═════ Record list ═════
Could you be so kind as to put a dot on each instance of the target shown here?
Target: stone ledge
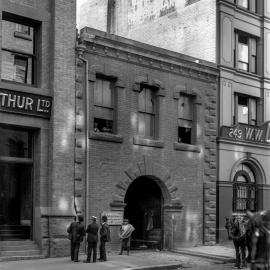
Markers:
(100, 136)
(186, 147)
(148, 142)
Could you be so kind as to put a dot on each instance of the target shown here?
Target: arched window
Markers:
(244, 189)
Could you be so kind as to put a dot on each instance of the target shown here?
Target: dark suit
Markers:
(104, 237)
(77, 231)
(92, 239)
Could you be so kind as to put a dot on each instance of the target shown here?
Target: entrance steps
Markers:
(14, 232)
(19, 250)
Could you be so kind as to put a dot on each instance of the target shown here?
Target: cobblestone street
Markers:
(136, 260)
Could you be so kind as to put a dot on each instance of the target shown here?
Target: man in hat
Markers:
(77, 233)
(92, 239)
(104, 233)
(125, 234)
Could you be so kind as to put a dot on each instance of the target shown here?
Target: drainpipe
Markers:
(80, 49)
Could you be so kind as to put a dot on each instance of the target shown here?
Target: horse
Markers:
(236, 229)
(259, 223)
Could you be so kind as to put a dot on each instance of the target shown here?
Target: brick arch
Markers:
(154, 171)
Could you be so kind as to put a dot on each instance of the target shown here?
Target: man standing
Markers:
(125, 235)
(104, 237)
(77, 231)
(70, 237)
(92, 239)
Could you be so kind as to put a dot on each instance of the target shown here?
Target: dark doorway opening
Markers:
(16, 196)
(144, 209)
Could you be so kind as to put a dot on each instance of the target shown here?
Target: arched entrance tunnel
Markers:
(144, 209)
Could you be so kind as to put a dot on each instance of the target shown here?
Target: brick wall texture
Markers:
(186, 177)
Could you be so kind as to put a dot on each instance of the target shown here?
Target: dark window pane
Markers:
(15, 143)
(103, 125)
(184, 135)
(243, 3)
(16, 68)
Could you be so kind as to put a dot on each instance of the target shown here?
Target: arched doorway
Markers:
(144, 208)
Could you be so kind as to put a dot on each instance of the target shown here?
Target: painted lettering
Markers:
(249, 132)
(267, 137)
(29, 103)
(38, 106)
(3, 95)
(20, 102)
(11, 100)
(258, 134)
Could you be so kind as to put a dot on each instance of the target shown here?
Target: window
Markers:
(24, 29)
(147, 111)
(18, 53)
(185, 118)
(247, 4)
(103, 106)
(244, 190)
(245, 52)
(246, 110)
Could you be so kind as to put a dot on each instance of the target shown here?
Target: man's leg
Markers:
(88, 252)
(94, 252)
(72, 247)
(76, 252)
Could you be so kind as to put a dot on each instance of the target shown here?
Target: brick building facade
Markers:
(145, 140)
(37, 122)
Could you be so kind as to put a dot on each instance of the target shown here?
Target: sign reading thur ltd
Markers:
(25, 103)
(242, 132)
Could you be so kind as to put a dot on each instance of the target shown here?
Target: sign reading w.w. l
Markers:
(243, 132)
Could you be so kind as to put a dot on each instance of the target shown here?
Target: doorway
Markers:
(144, 209)
(16, 166)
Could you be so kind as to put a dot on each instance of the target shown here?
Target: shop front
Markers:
(243, 172)
(19, 161)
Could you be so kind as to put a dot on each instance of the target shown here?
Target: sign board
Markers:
(25, 103)
(114, 218)
(248, 133)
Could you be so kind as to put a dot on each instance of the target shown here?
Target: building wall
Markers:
(232, 82)
(115, 161)
(174, 25)
(53, 196)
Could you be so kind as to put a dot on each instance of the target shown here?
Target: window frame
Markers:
(252, 44)
(152, 114)
(192, 120)
(16, 19)
(236, 103)
(248, 188)
(112, 108)
(252, 5)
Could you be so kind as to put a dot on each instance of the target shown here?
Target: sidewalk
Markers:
(202, 257)
(216, 252)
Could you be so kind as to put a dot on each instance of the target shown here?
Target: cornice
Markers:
(97, 42)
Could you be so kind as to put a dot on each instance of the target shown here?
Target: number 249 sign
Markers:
(235, 133)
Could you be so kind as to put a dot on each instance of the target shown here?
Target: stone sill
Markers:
(22, 36)
(102, 136)
(186, 147)
(148, 142)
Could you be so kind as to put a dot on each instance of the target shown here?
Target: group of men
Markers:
(77, 232)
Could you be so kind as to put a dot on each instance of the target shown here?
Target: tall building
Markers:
(235, 35)
(37, 85)
(146, 124)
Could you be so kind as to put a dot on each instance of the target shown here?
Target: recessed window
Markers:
(247, 4)
(24, 29)
(185, 119)
(246, 110)
(244, 190)
(104, 106)
(18, 54)
(245, 53)
(147, 112)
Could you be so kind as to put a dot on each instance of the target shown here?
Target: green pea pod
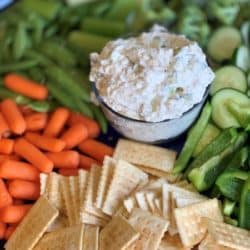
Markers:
(58, 53)
(99, 116)
(21, 65)
(244, 214)
(20, 41)
(192, 139)
(67, 83)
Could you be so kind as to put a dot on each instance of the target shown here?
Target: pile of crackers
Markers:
(132, 202)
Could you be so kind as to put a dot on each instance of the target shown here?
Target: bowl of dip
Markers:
(151, 87)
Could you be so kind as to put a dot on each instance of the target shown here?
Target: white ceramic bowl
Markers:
(150, 132)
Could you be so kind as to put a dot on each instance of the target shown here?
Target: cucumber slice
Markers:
(229, 77)
(242, 58)
(221, 115)
(223, 42)
(209, 134)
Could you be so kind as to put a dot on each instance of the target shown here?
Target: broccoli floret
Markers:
(193, 24)
(225, 11)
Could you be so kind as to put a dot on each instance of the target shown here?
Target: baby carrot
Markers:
(36, 121)
(13, 116)
(6, 146)
(57, 122)
(74, 135)
(10, 170)
(33, 155)
(9, 231)
(68, 171)
(25, 87)
(14, 213)
(86, 162)
(91, 125)
(27, 190)
(65, 159)
(46, 143)
(5, 198)
(4, 128)
(2, 230)
(95, 149)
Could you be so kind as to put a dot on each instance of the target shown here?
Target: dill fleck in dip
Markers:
(152, 77)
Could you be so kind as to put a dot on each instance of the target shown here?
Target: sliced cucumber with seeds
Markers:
(223, 43)
(221, 114)
(229, 77)
(208, 135)
(242, 58)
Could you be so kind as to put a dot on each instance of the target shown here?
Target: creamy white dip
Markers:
(152, 77)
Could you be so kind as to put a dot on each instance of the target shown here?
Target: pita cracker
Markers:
(117, 235)
(145, 155)
(105, 179)
(189, 220)
(91, 237)
(63, 239)
(208, 243)
(43, 183)
(91, 193)
(150, 227)
(34, 225)
(125, 179)
(227, 235)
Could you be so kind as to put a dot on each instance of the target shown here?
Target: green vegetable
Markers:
(46, 8)
(208, 135)
(58, 53)
(193, 138)
(228, 207)
(193, 24)
(225, 11)
(88, 42)
(103, 27)
(99, 116)
(205, 175)
(216, 146)
(20, 41)
(21, 65)
(223, 43)
(230, 183)
(244, 215)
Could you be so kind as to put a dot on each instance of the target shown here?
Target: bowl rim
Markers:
(101, 101)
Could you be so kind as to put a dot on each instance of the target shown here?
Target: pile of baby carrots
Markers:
(33, 142)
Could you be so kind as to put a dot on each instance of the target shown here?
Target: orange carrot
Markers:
(27, 190)
(25, 87)
(18, 202)
(14, 213)
(86, 162)
(6, 146)
(9, 231)
(13, 116)
(4, 128)
(91, 125)
(95, 149)
(46, 143)
(74, 135)
(65, 159)
(57, 122)
(33, 155)
(18, 170)
(68, 171)
(36, 121)
(2, 230)
(25, 110)
(5, 198)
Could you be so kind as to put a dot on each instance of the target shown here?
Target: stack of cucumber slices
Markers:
(216, 155)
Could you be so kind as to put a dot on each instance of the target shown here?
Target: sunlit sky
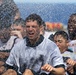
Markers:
(44, 1)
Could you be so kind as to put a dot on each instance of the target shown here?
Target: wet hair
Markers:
(19, 21)
(34, 17)
(62, 33)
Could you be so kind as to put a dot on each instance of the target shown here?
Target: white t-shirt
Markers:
(72, 46)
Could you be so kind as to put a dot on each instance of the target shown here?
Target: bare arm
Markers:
(56, 71)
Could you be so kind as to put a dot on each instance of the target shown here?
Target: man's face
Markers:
(61, 42)
(18, 28)
(32, 30)
(72, 26)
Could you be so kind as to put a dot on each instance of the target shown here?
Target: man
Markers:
(8, 39)
(72, 34)
(61, 39)
(35, 55)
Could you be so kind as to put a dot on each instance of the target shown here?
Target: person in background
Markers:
(9, 37)
(61, 39)
(72, 34)
(35, 55)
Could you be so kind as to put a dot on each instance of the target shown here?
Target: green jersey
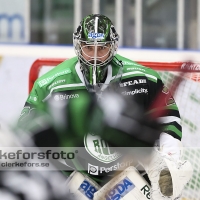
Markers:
(66, 82)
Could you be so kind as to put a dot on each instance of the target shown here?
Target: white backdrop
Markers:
(16, 60)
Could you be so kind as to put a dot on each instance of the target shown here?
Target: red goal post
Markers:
(160, 66)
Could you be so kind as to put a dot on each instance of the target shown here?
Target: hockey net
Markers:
(187, 97)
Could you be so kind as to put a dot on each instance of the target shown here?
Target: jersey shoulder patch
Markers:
(66, 67)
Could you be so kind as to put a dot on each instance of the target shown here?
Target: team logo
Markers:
(99, 149)
(96, 35)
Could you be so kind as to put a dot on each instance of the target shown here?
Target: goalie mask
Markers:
(95, 43)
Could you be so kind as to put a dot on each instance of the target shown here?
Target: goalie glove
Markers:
(167, 173)
(127, 185)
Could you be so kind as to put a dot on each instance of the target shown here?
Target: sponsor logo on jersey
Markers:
(87, 189)
(47, 80)
(135, 82)
(100, 149)
(92, 169)
(56, 82)
(61, 97)
(136, 91)
(96, 35)
(120, 189)
(96, 170)
(33, 98)
(165, 90)
(146, 191)
(136, 68)
(190, 66)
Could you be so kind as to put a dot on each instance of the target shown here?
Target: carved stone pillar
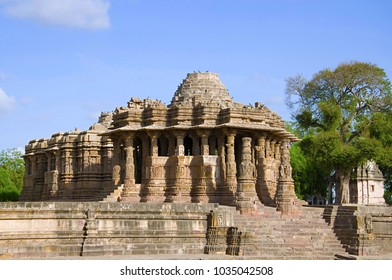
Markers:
(130, 193)
(199, 190)
(154, 183)
(247, 199)
(286, 199)
(154, 144)
(178, 191)
(260, 169)
(172, 147)
(204, 143)
(231, 169)
(196, 146)
(180, 144)
(116, 173)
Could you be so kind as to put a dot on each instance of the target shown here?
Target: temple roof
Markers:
(202, 88)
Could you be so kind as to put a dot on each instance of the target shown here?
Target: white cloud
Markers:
(88, 14)
(7, 103)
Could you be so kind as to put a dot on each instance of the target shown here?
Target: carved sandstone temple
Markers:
(203, 147)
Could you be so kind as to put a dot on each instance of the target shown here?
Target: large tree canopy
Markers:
(339, 109)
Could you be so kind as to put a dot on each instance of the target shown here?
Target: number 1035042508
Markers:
(239, 270)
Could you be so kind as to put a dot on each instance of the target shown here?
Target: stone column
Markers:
(178, 191)
(130, 193)
(231, 169)
(154, 144)
(286, 199)
(247, 199)
(116, 173)
(180, 144)
(205, 148)
(196, 146)
(199, 191)
(172, 148)
(153, 187)
(261, 185)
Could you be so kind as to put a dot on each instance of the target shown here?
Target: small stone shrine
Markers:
(203, 147)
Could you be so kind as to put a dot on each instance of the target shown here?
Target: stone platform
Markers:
(100, 230)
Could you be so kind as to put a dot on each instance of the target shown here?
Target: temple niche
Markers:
(203, 147)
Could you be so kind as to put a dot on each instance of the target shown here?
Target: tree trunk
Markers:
(343, 176)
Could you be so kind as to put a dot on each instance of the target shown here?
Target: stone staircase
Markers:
(271, 236)
(109, 194)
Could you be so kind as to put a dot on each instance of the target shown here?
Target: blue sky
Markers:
(64, 62)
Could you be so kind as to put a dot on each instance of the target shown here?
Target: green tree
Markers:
(11, 174)
(337, 109)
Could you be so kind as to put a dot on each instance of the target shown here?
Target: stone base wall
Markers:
(54, 229)
(364, 230)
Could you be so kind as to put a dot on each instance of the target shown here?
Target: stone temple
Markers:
(203, 147)
(204, 177)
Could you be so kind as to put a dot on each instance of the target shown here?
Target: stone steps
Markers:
(272, 236)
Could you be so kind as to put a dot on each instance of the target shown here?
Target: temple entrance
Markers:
(138, 159)
(188, 144)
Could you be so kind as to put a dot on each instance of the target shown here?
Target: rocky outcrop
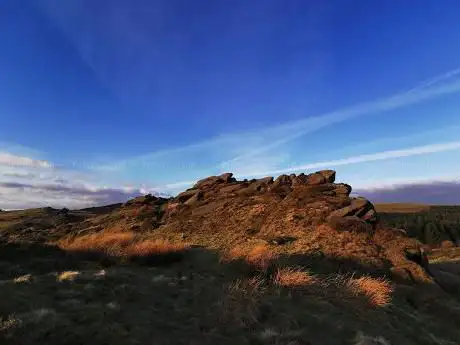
═════
* Directions for this task:
Show each line above that contains the word "number". Case counts.

* Solution:
Target: number 249 sign
Target: number 1035042508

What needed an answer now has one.